Set task -
Extract every line starting at the line that contains "Class, indicate each instance of the person" and ending with the final line of the data, inclusive; give only those lines, word for word.

Some records -

⁂

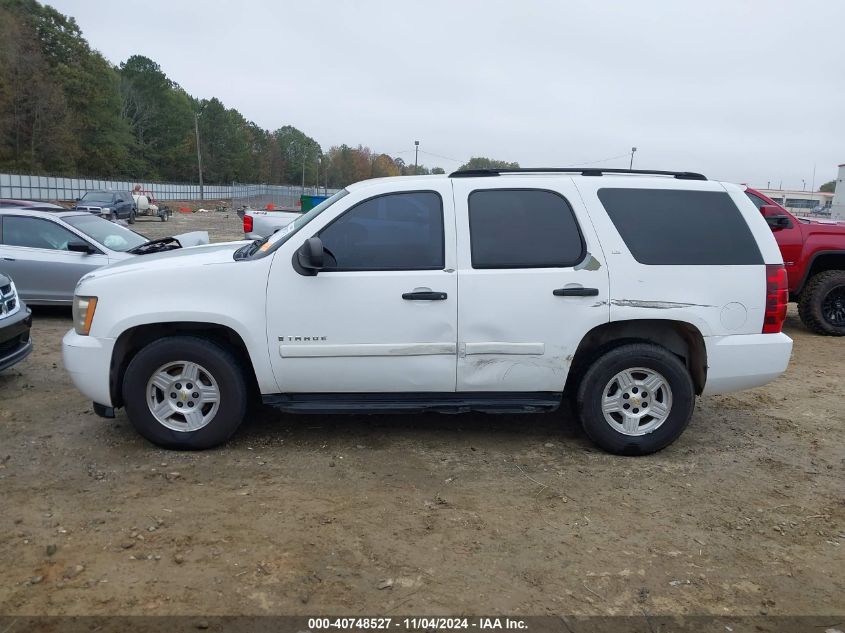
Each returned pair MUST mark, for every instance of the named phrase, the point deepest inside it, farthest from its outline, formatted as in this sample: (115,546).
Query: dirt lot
(745,514)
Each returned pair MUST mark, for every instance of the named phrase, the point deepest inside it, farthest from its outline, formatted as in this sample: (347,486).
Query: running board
(463,402)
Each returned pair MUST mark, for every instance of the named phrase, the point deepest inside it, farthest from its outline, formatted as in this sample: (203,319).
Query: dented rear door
(532,282)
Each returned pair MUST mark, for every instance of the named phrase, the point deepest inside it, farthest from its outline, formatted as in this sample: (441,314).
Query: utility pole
(199,152)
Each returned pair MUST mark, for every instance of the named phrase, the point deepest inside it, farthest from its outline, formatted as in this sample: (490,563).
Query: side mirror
(80,247)
(309,258)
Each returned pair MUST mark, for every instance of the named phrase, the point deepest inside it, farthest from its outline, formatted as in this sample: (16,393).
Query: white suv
(491,290)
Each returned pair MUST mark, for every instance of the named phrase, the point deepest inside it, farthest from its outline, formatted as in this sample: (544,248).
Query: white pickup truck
(488,290)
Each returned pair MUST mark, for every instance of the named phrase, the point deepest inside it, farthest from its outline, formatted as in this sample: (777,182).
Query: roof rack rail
(584,171)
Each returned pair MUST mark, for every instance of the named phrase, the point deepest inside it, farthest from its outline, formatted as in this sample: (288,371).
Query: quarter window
(399,231)
(681,227)
(35,233)
(523,228)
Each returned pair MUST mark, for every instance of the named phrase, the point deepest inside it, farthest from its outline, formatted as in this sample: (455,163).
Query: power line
(602,160)
(454,160)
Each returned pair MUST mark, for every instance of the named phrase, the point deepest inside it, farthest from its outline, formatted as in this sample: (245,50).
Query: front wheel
(184,392)
(636,399)
(822,303)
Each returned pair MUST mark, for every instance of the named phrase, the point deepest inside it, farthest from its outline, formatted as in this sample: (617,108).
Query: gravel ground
(744,515)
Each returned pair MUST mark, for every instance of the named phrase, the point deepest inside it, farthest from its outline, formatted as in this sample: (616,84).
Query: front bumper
(88,361)
(15,340)
(745,361)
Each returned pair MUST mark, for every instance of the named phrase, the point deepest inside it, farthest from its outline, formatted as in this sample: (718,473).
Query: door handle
(424,296)
(575,292)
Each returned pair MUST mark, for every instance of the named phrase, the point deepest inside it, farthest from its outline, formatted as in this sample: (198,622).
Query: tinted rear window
(672,227)
(523,228)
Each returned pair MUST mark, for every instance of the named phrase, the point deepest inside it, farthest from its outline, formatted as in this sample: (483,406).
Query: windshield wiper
(156,246)
(248,250)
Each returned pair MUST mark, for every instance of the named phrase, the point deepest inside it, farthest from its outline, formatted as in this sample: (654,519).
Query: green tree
(34,127)
(161,117)
(384,166)
(480,162)
(295,151)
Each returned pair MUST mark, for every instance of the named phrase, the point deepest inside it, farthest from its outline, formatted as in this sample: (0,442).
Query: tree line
(65,110)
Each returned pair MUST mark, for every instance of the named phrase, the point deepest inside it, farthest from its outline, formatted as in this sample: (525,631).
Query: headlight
(83,314)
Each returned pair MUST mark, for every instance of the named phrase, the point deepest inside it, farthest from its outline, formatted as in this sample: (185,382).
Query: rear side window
(36,233)
(523,228)
(400,231)
(673,227)
(757,200)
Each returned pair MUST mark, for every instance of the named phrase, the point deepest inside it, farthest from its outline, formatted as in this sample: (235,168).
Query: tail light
(777,296)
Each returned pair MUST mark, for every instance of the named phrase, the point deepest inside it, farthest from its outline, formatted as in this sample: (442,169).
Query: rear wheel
(822,303)
(185,392)
(635,399)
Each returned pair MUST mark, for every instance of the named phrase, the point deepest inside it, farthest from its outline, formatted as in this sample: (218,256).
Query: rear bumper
(745,361)
(88,361)
(15,342)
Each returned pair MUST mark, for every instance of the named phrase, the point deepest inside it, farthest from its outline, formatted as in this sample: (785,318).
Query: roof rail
(584,171)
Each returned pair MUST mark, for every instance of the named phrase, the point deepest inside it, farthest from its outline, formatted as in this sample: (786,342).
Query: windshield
(281,236)
(109,234)
(97,197)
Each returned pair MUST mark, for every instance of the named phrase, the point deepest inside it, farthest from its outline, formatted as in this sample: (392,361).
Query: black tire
(814,306)
(605,368)
(217,361)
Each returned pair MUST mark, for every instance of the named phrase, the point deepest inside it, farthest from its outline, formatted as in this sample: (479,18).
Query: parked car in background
(147,204)
(47,252)
(113,205)
(15,325)
(490,290)
(814,254)
(260,223)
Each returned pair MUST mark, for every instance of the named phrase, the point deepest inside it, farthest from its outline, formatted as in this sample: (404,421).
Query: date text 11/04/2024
(419,623)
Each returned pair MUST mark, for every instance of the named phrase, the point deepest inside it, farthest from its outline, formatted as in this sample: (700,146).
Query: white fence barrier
(58,188)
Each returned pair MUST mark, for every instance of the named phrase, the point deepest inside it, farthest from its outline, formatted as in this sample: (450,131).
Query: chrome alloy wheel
(636,401)
(183,396)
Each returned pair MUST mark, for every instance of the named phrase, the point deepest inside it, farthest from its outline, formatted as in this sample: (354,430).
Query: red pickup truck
(814,253)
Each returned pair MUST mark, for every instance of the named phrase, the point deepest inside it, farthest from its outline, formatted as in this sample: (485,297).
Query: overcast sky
(742,90)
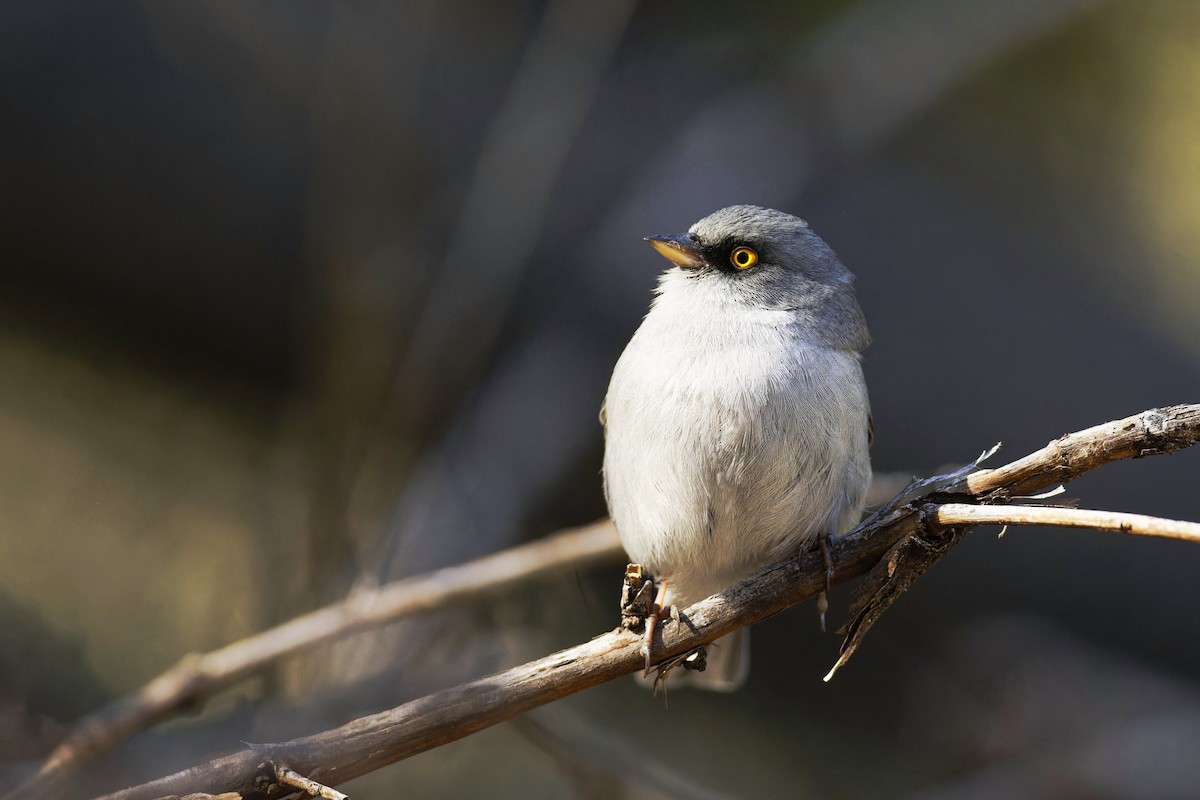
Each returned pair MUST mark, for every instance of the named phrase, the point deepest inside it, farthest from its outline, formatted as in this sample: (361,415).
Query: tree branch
(960,513)
(370,743)
(202,675)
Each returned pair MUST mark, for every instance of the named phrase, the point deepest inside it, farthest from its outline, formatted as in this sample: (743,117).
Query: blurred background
(303,296)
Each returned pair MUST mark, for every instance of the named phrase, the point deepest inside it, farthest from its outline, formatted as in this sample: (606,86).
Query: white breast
(730,443)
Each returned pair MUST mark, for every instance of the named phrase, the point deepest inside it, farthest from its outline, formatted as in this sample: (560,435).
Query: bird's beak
(678,248)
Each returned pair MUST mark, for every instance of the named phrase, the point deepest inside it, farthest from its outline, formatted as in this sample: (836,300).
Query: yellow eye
(743,258)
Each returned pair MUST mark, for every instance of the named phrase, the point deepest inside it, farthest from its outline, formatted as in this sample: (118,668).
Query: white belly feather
(732,447)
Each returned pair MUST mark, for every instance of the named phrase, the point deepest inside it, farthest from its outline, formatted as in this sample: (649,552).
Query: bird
(737,422)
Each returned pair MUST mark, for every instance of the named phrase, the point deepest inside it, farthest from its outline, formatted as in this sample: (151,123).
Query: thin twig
(291,777)
(960,513)
(202,675)
(198,677)
(373,741)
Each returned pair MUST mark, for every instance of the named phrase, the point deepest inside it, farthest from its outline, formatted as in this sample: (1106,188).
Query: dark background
(295,295)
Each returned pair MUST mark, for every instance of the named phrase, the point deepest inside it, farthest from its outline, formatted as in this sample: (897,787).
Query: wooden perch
(201,675)
(925,517)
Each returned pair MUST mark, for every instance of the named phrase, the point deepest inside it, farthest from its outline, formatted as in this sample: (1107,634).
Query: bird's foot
(641,607)
(658,609)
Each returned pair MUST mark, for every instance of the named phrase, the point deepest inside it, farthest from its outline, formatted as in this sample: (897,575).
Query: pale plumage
(737,417)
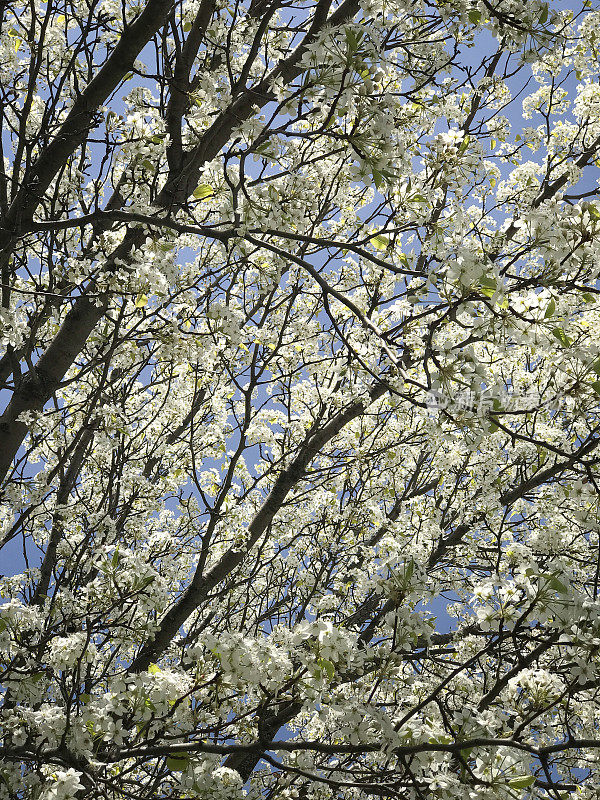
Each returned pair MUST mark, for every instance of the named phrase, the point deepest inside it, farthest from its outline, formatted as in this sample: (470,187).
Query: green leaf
(203,191)
(593,211)
(352,40)
(562,337)
(380,242)
(522,782)
(327,666)
(178,762)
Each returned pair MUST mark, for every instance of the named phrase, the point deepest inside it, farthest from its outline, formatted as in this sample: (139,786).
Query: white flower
(63,785)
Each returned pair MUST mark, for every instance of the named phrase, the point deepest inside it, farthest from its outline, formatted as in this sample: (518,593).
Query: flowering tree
(300,381)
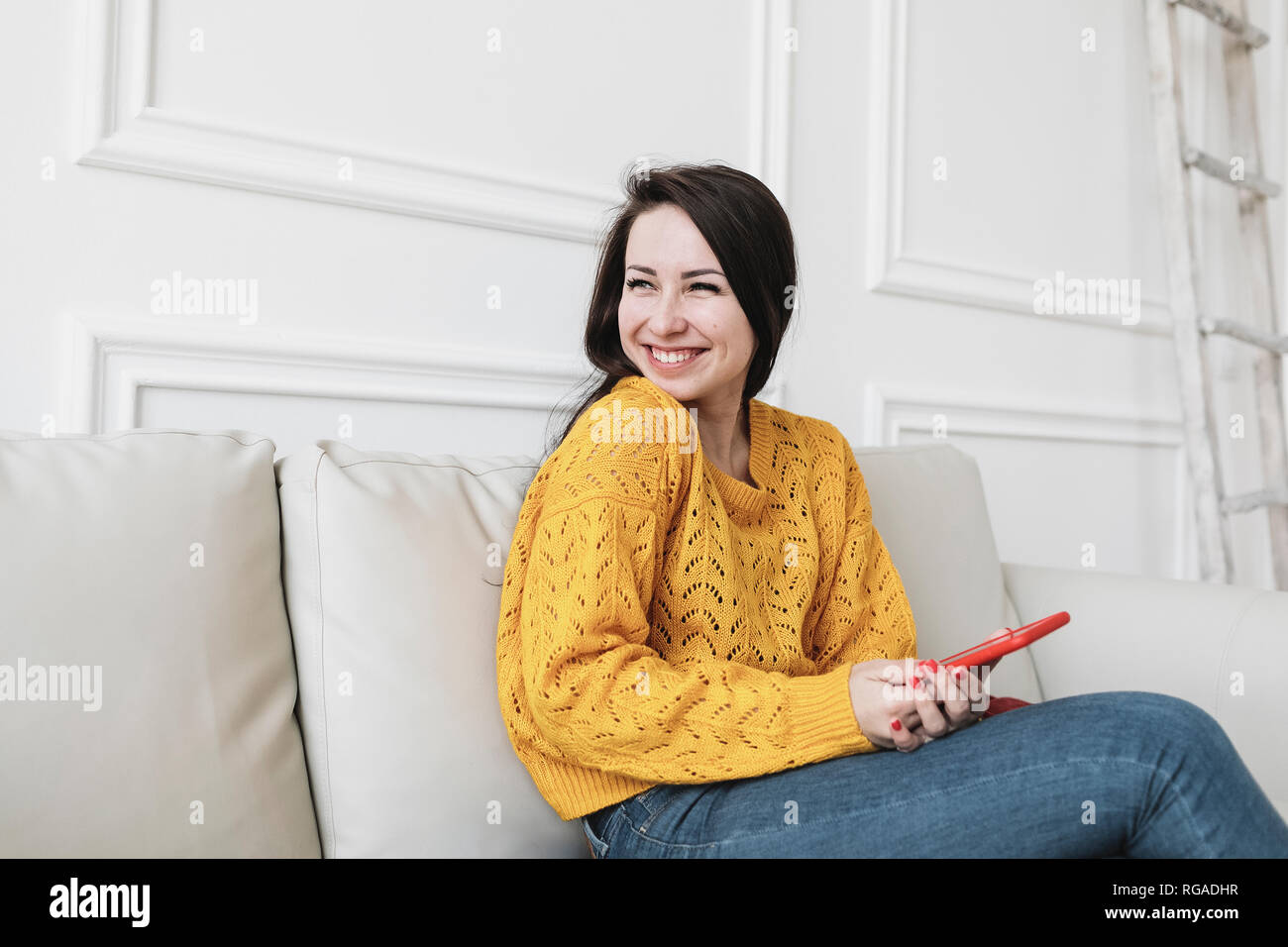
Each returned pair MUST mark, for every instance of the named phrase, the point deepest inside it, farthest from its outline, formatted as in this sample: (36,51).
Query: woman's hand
(892,712)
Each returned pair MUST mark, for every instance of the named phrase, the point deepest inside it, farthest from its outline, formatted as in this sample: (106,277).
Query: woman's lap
(1102,775)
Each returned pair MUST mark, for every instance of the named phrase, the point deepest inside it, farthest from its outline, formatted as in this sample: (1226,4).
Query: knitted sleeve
(603,698)
(867,615)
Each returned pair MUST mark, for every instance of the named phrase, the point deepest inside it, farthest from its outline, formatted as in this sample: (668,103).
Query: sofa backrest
(393,567)
(927,504)
(147,686)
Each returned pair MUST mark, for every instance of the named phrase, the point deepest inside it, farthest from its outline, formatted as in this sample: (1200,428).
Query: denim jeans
(1117,774)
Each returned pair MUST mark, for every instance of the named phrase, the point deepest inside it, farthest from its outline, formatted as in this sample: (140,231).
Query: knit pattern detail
(662,621)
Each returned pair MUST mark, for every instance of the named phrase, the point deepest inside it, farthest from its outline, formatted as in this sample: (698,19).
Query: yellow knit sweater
(662,621)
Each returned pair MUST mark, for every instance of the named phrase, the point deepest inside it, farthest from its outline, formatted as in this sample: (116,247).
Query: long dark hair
(747,231)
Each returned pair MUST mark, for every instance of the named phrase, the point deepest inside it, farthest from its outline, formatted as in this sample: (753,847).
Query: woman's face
(675,296)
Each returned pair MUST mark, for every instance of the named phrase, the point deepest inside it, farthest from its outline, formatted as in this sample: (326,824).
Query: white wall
(416,214)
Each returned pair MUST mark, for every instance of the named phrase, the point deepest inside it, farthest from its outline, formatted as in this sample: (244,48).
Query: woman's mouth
(678,357)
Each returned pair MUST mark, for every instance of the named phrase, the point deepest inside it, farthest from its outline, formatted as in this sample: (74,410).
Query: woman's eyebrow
(683,275)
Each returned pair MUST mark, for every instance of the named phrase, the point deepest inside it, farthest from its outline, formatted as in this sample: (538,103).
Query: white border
(123,129)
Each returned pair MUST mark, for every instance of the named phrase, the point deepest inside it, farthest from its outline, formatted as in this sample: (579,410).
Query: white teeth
(671,359)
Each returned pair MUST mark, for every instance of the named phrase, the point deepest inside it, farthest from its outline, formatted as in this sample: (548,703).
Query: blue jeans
(1119,774)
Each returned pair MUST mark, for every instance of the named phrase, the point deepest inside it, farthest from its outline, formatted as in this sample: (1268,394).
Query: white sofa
(296,659)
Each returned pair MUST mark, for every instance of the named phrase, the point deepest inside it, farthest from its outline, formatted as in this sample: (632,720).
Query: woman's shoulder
(631,445)
(820,440)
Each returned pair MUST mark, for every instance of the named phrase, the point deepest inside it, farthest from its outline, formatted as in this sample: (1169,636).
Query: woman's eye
(632,283)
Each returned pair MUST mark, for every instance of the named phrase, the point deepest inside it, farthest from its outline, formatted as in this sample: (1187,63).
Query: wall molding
(890,268)
(124,131)
(110,360)
(893,408)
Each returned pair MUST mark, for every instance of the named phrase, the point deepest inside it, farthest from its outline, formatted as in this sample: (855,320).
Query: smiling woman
(700,652)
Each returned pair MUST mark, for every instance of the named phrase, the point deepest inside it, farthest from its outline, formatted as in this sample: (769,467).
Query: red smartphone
(988,651)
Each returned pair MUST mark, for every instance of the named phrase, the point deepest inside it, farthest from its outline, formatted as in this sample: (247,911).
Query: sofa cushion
(393,567)
(141,579)
(927,504)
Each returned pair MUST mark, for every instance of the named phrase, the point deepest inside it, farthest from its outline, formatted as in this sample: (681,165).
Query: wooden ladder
(1190,329)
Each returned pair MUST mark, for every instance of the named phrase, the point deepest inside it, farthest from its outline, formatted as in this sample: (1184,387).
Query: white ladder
(1176,158)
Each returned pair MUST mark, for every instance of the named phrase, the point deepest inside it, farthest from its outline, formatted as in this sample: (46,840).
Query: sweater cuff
(823,715)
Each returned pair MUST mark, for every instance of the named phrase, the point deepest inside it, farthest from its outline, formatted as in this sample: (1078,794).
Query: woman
(703,646)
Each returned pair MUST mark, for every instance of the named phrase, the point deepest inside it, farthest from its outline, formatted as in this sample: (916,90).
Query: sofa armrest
(1220,647)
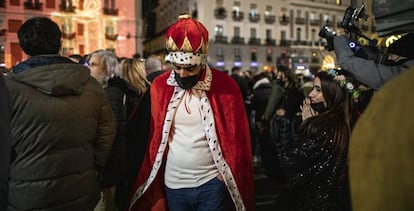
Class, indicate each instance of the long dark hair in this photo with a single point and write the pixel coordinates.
(339, 108)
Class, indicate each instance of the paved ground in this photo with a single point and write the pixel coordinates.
(270, 195)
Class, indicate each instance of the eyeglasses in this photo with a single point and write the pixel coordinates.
(187, 68)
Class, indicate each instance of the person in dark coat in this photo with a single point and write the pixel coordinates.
(153, 67)
(4, 143)
(62, 126)
(138, 123)
(316, 165)
(105, 68)
(369, 72)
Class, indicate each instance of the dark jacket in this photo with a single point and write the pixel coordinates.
(62, 130)
(317, 172)
(115, 167)
(4, 143)
(366, 71)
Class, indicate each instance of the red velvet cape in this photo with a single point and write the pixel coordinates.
(231, 127)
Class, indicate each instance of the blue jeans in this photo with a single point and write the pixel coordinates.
(212, 195)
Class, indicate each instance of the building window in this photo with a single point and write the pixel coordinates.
(50, 4)
(236, 8)
(237, 54)
(253, 56)
(82, 49)
(283, 35)
(15, 2)
(268, 10)
(219, 30)
(220, 54)
(269, 54)
(268, 34)
(14, 25)
(298, 34)
(237, 31)
(16, 53)
(81, 29)
(253, 9)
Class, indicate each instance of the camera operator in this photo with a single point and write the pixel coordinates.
(370, 72)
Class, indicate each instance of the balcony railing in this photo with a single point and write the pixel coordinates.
(270, 19)
(284, 43)
(329, 23)
(111, 37)
(314, 22)
(300, 21)
(111, 11)
(65, 8)
(220, 13)
(254, 17)
(238, 16)
(220, 39)
(36, 5)
(269, 41)
(284, 20)
(69, 36)
(237, 40)
(254, 41)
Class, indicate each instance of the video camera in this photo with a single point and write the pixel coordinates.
(350, 25)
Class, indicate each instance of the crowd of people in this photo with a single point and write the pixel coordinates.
(99, 132)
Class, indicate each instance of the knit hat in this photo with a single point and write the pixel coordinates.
(187, 42)
(403, 46)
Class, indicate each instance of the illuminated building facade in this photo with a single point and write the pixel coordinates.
(86, 25)
(255, 34)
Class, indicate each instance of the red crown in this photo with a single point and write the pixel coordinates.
(187, 35)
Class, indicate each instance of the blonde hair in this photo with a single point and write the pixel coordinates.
(133, 71)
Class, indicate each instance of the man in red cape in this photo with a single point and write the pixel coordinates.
(221, 117)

⁂

The result -
Class, indicate each instance of the person in dark coat in this photo with a single point and write the pixel coordinates.
(153, 67)
(4, 143)
(62, 126)
(138, 123)
(316, 165)
(105, 68)
(369, 72)
Class, indicate each instance of the dark jacket in this photo with a single point and write the pixel coordinates.
(62, 130)
(317, 172)
(115, 167)
(4, 143)
(366, 71)
Class, indicate each instance of the red velvet cape in this photo with a single point and write the pixel coordinates.
(231, 127)
Class, indicate each instance of the blue jeans in this photo with a single point and write the pixel coordinates.
(212, 195)
Class, indicate each instance of the building window in this photo with a single point and write the pixel coordinates.
(50, 4)
(236, 8)
(237, 54)
(253, 56)
(82, 49)
(283, 35)
(15, 2)
(268, 10)
(219, 30)
(220, 54)
(269, 54)
(268, 34)
(14, 25)
(298, 34)
(237, 31)
(16, 53)
(81, 29)
(253, 9)
Class, indicate each instance of the camera operator in this photo with a single point and write the pixel coordinates.
(370, 72)
Class, indicate each instance of the balcony railing in this photo with a single point and write the pixel coordinates.
(270, 19)
(284, 43)
(329, 23)
(111, 37)
(314, 22)
(300, 21)
(111, 11)
(65, 8)
(220, 13)
(254, 17)
(238, 16)
(220, 39)
(36, 5)
(269, 41)
(284, 20)
(69, 36)
(237, 40)
(254, 41)
Class, indicate each instance of the video camera in this photo with a single point and write the pixel coordinates.
(350, 25)
Class, indicate each instance of the crowd of people in this photo with a single point and write the pixel coordinates.
(99, 132)
Class, indicate each instance of the knit hat in this photo with a single point and write the pixel coordinates.
(187, 42)
(403, 46)
Class, indicate each instance of the illuminated building facade in this photo with a single point and write the pixel coordinates.
(86, 25)
(255, 34)
Class, indicate each instance of the red crown in this photo with a single point and write the pixel coordinates.
(187, 35)
Class, indicate each instance of the blonde hair in this photo with a single point and write the pixel coordinates.
(133, 71)
Class, indicate each instance of the man in red cape in this photo with a single point and write the pixel coordinates.
(221, 117)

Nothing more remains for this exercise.